Required task: Could you gather every line in the data below that contains the string "torso" and copy each one in full?
=== Supplied data ===
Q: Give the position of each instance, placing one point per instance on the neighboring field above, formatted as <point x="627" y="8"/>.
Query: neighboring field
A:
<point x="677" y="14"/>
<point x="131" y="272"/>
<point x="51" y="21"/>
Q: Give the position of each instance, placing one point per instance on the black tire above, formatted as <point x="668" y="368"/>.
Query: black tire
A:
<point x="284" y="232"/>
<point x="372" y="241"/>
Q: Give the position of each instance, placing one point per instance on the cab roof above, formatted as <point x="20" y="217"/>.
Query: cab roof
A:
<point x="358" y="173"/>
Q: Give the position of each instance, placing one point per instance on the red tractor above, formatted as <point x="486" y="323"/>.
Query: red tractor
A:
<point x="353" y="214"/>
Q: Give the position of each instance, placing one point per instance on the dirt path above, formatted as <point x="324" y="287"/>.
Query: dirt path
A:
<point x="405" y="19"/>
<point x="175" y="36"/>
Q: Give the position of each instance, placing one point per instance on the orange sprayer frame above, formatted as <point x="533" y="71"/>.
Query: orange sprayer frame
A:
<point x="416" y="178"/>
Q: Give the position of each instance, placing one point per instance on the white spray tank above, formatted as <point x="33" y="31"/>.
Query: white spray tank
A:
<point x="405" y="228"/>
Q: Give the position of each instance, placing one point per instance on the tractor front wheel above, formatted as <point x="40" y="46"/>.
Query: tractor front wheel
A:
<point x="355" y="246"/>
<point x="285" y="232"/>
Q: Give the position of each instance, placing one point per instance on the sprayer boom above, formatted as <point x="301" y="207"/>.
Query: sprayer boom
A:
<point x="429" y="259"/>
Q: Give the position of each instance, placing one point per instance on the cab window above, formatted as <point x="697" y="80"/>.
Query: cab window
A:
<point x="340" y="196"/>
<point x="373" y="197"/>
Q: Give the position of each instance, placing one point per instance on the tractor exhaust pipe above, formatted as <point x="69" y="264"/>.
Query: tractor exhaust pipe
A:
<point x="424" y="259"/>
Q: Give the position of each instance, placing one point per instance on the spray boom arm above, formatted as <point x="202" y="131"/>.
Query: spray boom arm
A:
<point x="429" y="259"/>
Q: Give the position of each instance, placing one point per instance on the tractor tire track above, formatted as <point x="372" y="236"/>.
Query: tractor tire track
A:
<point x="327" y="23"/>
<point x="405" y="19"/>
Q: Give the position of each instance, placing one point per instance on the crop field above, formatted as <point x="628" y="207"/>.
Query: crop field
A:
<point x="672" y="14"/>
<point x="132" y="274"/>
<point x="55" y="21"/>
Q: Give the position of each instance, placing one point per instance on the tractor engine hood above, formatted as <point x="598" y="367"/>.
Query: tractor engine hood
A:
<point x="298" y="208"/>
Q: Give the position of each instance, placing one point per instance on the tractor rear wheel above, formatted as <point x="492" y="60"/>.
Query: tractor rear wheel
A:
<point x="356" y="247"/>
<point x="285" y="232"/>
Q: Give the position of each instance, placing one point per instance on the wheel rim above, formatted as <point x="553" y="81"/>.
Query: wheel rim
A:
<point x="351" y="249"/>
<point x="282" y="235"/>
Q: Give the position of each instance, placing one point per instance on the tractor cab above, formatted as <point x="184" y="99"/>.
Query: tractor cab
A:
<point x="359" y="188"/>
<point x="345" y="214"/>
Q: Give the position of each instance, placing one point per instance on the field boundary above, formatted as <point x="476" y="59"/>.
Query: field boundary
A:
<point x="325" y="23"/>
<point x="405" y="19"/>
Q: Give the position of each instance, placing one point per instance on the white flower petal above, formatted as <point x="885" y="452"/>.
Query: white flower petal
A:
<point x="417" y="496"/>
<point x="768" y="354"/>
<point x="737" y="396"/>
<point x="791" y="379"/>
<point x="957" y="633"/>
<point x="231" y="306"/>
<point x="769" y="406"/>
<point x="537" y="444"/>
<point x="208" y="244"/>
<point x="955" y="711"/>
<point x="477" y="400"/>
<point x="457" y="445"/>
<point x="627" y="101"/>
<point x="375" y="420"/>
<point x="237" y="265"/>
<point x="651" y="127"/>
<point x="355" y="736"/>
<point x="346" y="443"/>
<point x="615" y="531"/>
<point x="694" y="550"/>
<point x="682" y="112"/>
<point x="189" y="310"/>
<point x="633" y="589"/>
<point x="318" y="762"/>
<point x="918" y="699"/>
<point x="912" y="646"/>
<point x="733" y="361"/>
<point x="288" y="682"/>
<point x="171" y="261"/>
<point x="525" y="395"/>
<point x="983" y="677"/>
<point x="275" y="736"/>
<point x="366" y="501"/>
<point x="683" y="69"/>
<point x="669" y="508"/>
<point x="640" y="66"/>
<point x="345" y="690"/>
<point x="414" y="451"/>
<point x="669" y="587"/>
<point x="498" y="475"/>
===
=== Supplied data ===
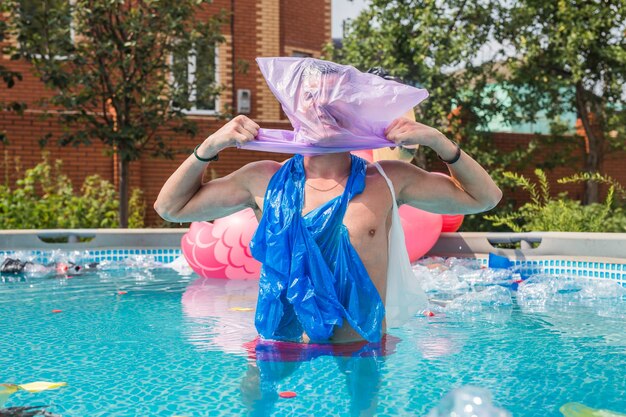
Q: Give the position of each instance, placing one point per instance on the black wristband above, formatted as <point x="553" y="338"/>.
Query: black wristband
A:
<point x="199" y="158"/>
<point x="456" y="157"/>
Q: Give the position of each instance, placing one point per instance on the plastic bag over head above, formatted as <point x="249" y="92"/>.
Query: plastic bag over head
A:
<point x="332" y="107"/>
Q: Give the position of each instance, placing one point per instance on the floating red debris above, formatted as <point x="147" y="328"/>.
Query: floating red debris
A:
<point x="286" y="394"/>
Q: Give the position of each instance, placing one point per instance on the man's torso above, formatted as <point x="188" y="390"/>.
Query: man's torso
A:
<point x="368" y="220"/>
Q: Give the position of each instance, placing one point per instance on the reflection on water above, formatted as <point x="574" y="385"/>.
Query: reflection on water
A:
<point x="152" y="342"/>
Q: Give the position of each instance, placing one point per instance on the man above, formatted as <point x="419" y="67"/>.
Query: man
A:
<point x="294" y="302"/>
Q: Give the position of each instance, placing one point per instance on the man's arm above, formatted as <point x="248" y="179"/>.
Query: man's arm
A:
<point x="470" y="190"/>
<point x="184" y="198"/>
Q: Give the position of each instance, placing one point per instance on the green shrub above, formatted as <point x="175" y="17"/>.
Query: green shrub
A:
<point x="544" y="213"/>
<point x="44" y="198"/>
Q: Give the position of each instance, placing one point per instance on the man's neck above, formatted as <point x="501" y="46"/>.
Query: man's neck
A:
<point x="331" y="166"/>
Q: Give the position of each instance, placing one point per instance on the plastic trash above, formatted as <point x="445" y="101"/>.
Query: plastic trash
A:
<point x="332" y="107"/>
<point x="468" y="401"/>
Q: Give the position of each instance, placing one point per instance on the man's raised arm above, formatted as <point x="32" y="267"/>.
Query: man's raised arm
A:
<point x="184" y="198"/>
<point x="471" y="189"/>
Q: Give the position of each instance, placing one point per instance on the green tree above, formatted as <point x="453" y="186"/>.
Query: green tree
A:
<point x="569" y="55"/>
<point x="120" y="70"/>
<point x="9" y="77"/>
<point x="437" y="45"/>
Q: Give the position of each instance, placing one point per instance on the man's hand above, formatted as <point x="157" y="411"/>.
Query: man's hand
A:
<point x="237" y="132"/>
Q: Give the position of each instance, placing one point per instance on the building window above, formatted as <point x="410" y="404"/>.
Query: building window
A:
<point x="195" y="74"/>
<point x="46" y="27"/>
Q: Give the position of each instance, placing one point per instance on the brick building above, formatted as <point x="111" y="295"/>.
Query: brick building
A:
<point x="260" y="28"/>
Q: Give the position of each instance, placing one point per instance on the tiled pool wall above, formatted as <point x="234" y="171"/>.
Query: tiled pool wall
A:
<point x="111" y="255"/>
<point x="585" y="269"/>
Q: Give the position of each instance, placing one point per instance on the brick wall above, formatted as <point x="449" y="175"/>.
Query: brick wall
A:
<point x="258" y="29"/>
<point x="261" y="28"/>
===
Result below:
Q: Give the position of each instance, placing one point per instance on the man's torso above, formatted as <point x="188" y="390"/>.
Query: man's torso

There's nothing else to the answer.